The expected answer is the data below, retyped exactly.

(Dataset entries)
============================================================
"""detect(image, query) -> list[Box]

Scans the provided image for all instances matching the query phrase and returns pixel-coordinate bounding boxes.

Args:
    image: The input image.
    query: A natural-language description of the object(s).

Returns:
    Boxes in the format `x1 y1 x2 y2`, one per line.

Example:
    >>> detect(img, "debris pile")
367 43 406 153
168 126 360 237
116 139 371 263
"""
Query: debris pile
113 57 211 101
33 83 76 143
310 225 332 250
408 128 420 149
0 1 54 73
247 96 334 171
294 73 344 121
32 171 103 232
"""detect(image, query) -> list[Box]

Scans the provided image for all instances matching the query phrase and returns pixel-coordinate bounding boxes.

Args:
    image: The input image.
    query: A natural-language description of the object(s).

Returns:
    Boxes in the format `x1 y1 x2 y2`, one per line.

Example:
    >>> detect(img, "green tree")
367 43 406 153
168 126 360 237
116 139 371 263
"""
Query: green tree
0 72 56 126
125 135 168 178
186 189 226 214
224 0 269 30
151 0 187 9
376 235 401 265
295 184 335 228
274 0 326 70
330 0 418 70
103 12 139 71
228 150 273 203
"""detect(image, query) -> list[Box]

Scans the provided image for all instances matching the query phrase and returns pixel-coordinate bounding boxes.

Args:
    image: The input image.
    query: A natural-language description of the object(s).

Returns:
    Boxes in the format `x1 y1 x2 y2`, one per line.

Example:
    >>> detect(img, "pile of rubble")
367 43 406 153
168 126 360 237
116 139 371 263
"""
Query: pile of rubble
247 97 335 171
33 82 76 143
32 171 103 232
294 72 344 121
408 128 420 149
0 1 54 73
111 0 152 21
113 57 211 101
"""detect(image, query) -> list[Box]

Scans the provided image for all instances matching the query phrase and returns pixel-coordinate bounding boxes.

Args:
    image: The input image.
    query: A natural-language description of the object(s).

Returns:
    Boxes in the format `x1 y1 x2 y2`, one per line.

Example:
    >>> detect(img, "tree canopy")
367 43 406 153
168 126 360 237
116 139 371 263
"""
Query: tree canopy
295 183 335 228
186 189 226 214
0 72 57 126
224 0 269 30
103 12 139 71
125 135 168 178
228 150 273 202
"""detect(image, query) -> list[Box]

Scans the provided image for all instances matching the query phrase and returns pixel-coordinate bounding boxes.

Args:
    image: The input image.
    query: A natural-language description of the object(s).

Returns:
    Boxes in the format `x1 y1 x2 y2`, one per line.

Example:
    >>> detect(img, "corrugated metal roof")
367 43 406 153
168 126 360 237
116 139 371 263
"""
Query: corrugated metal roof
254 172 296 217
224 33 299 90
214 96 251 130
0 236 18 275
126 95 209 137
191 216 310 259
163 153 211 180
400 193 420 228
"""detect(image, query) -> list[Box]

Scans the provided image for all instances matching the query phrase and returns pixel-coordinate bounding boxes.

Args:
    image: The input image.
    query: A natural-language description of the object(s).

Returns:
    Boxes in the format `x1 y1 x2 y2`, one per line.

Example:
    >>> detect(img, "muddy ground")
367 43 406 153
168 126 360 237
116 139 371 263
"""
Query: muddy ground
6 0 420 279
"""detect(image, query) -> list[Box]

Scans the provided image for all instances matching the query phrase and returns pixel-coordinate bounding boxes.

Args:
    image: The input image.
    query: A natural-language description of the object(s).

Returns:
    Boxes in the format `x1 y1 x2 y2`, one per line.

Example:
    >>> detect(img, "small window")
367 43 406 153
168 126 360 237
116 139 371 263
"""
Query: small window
============================================================
● Solution:
"""detect(image, query) -> list[Box]

Scans the provided image for all instances matching the query phrase and returns pixel-coordinate bounding boxes.

Args:
    image: The input image.
    query: A natural-language description of the object(s).

Returns:
    Boxes in the format `x1 y1 x2 y2`, one per line.

Example:
    >>> detect(img, "debris pile")
367 43 406 153
168 126 360 237
116 139 371 263
"""
Query: debris pile
113 57 211 101
33 83 76 143
310 225 332 250
408 128 420 149
0 1 54 73
247 96 334 171
294 73 344 121
32 171 103 232
"""detect(image, query) -> list[Box]

Scans the provided image for all instances matching the query phrase and returns pixel-coordinate bounding boxes.

Args:
    image: The input image.
    query: A natural-language description of the object(s).

Returns:
    Boxes in the format `x1 y1 x2 y2`, one per line.

Example:
    >>> detect(img, "green tree")
367 43 406 153
168 126 360 237
116 139 371 263
"""
Query: green tree
0 72 56 126
125 135 168 178
186 189 226 214
224 0 269 30
151 0 187 9
376 235 401 265
295 184 335 228
274 0 326 70
330 0 418 70
103 12 139 71
228 150 273 203
"""detect(image, query) -> list[Box]

Scans the provided image for all instances matching the query phrase and returns pixel-coordinate bounding boxes.

Args:
    image: The input image.
    query: A natural-language description of the object(s).

Returns:
    Boxes in the format `x1 y1 x2 y2`, one per line.

Example:
    >>> detect(img, "pile of rubble")
367 43 406 153
168 126 360 237
116 139 371 263
"""
Query: pile of rubble
247 97 335 171
33 82 76 143
32 171 103 232
294 72 344 121
408 128 420 149
0 1 54 73
111 0 152 21
113 57 211 101
"""detect(image, query) -> list[Box]

Scans the provided image for all instances matching the query phrase and returns pixel-coordinate bounding boxes.

Args:
    image: The input image.
    query: A natural-language description of the object(s).

Returns:
    Boxes in the format `x1 y1 x2 y2`, one per line.

Example:
    >>> detect(img, "tree canopy")
367 43 406 153
168 126 360 237
116 139 371 263
"""
Query: tree canopy
295 183 335 228
186 189 226 214
0 72 57 126
224 0 269 30
103 12 139 71
125 135 168 178
228 150 273 202
"""detect(image, query) -> list[Box]

Scans the provided image for all instances matching the query phrase and returns pixel-coordinate bounding boxes.

Args:
    image: The input image.
    query: A natural-language description of the object(s).

Returns:
    Boxes in the format `x1 y1 x2 y2`, one per line.

Example:
    >>> detect(img, "corrugated metal roof")
367 43 406 153
168 126 360 237
116 139 371 263
"""
Query: corrugated metal roof
254 172 296 217
224 33 299 90
214 96 251 130
0 236 18 275
126 95 209 137
191 216 310 259
163 153 211 180
400 193 420 228
"""detect(image, query) -> list[Box]

Scans the provided image for all instances matching the query phrase and returns pixel-coordinate bounding boxes.

Args:
    image: The input image.
    query: A natural-language description of the object(s).

Returns:
    Boxes in the format `x1 y1 x2 y2`, one per line.

Example:
    >>> detect(img, "muddy ground")
367 43 406 153
168 126 360 237
116 139 371 263
"""
Query: muddy ground
6 0 420 279
"""detect(image, query) -> list[Box]

Scans the provided image for all instances matching the query phrase and returns pixel-coordinate bounding boxes.

Args:
    image: The input image.
    query: A natural-language description of the object(s).

Returns:
    Boxes in the format `x1 y1 x2 y2`, one per line.

Example:
    >>> detect(img, "small window")
367 43 406 153
168 126 360 237
116 139 371 263
"""
Query: small window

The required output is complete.